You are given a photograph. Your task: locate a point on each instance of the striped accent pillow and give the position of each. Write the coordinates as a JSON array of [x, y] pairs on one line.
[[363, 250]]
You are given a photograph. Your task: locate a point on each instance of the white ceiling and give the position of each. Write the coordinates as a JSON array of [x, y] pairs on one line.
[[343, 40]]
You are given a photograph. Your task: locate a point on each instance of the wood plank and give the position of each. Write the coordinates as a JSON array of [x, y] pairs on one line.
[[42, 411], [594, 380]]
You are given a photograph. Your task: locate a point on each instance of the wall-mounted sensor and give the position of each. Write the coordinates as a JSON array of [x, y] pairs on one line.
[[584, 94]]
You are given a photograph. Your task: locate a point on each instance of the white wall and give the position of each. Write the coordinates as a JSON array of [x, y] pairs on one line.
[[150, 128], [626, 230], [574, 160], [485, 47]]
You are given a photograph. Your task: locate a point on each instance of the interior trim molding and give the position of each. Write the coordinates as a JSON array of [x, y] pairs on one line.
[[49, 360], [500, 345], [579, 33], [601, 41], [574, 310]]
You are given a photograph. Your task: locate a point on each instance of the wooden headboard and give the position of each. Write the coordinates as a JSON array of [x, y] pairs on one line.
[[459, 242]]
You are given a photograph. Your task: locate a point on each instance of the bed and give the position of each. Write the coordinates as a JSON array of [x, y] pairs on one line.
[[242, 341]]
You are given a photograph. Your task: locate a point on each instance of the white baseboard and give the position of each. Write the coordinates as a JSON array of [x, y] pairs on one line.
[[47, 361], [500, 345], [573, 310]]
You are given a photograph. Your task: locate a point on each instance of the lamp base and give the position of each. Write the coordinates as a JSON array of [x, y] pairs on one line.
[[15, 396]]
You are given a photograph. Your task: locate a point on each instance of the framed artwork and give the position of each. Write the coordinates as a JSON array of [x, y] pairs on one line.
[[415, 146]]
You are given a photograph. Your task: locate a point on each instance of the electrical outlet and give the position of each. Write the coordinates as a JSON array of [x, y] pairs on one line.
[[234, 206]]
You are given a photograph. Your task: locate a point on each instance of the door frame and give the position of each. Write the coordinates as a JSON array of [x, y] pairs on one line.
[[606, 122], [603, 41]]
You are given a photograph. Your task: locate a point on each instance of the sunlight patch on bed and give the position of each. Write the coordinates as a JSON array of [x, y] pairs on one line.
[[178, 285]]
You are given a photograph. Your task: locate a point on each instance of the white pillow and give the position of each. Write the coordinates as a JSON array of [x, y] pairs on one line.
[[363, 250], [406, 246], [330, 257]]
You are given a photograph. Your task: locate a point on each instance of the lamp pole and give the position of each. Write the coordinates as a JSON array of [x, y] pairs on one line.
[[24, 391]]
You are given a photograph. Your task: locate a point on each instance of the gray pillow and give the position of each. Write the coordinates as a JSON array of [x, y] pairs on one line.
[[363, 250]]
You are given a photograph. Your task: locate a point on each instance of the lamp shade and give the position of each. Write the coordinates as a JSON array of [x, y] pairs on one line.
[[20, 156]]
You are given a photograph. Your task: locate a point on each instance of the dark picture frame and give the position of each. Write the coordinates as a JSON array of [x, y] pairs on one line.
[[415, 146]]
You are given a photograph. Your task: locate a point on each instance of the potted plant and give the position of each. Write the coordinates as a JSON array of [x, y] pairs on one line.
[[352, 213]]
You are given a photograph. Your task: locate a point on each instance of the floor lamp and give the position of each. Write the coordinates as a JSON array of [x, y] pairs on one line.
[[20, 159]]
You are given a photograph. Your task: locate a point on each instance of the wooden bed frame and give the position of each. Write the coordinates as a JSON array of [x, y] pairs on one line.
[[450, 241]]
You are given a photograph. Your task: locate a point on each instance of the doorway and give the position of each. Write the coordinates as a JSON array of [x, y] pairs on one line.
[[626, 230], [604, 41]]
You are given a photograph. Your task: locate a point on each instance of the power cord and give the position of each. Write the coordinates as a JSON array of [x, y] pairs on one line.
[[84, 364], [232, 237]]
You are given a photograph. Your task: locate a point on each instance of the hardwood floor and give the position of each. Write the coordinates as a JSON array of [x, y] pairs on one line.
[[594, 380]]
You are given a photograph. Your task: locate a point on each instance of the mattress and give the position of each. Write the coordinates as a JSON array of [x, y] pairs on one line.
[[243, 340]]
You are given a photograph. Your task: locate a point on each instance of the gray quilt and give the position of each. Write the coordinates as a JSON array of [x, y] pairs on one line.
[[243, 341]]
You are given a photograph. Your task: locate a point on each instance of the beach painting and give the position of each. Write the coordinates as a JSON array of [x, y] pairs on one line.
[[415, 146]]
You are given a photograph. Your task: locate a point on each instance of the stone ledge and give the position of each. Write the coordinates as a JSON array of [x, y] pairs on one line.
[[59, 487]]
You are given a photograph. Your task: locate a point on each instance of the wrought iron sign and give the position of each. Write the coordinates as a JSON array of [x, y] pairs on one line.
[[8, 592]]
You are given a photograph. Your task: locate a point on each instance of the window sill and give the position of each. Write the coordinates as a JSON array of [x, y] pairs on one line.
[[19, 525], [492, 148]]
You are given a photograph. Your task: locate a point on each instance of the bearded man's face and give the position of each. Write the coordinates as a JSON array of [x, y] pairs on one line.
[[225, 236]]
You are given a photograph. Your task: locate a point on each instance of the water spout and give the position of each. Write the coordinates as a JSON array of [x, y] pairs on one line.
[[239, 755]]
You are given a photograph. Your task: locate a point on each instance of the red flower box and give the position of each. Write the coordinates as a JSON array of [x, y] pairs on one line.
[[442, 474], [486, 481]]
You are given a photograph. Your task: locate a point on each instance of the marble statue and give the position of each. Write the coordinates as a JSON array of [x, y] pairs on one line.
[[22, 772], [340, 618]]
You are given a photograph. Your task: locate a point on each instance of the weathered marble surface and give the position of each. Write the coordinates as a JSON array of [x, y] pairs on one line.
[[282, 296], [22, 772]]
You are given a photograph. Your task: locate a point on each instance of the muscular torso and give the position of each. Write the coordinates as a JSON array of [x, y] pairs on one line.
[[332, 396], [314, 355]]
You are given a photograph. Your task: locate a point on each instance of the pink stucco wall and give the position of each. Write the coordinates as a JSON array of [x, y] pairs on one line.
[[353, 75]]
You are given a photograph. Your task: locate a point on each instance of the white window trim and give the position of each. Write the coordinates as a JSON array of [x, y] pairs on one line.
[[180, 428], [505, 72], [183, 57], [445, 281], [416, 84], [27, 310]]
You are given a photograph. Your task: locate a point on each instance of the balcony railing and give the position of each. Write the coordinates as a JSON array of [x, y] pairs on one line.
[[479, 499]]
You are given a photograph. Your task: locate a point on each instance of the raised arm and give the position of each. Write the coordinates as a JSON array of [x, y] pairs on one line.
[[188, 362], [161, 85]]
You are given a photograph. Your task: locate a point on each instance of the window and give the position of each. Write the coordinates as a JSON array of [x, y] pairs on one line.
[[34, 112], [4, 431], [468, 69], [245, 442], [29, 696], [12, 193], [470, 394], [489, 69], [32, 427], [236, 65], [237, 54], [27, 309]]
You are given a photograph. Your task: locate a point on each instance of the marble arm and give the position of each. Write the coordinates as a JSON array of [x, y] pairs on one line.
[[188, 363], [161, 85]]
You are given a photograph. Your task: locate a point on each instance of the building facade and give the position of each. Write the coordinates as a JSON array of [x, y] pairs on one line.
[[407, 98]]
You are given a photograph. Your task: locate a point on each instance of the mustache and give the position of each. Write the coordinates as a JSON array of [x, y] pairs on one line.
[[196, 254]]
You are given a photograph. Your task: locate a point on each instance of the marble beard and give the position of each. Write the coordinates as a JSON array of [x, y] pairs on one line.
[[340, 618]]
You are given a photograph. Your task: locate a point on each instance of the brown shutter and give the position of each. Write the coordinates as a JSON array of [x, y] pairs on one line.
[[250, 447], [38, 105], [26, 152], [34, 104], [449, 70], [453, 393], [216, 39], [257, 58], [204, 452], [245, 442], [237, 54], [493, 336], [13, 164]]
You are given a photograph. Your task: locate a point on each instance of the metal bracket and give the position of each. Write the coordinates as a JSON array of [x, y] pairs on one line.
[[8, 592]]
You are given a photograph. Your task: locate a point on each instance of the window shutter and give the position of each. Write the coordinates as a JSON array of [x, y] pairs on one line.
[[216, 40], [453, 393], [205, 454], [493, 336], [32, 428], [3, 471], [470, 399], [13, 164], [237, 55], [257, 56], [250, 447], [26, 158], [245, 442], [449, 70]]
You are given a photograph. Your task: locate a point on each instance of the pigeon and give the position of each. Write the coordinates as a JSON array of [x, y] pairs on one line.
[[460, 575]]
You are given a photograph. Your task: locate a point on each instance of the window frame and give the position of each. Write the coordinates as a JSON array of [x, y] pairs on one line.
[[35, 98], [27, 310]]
* * * * * * * * *
**Exercise aim**
Rewrite as a numbered list only the lines above, from the line containing "of the weathered" up to and including the line containing "[[353, 75]]", and omit any blank lines.

**Task result**
1. You are given a photograph. Your task: locate a point on each instance of the weathered marble surface and give the position of each. Write the coordinates as a JSON array of [x, y] pairs on one line.
2. [[282, 296], [22, 772]]
3. You are given a photograph. Your task: locate a point on each instance of the muscular torso and give the position of each. Write the coordinates as a JSON array of [x, y] pairs on one line.
4. [[332, 396], [314, 355]]
5. You are given a photograph. Your task: locate a point on each instance of the pink stucco wall and give the position of each. Write the coordinates as a JSON array of [x, y] pairs on one line.
6. [[353, 75]]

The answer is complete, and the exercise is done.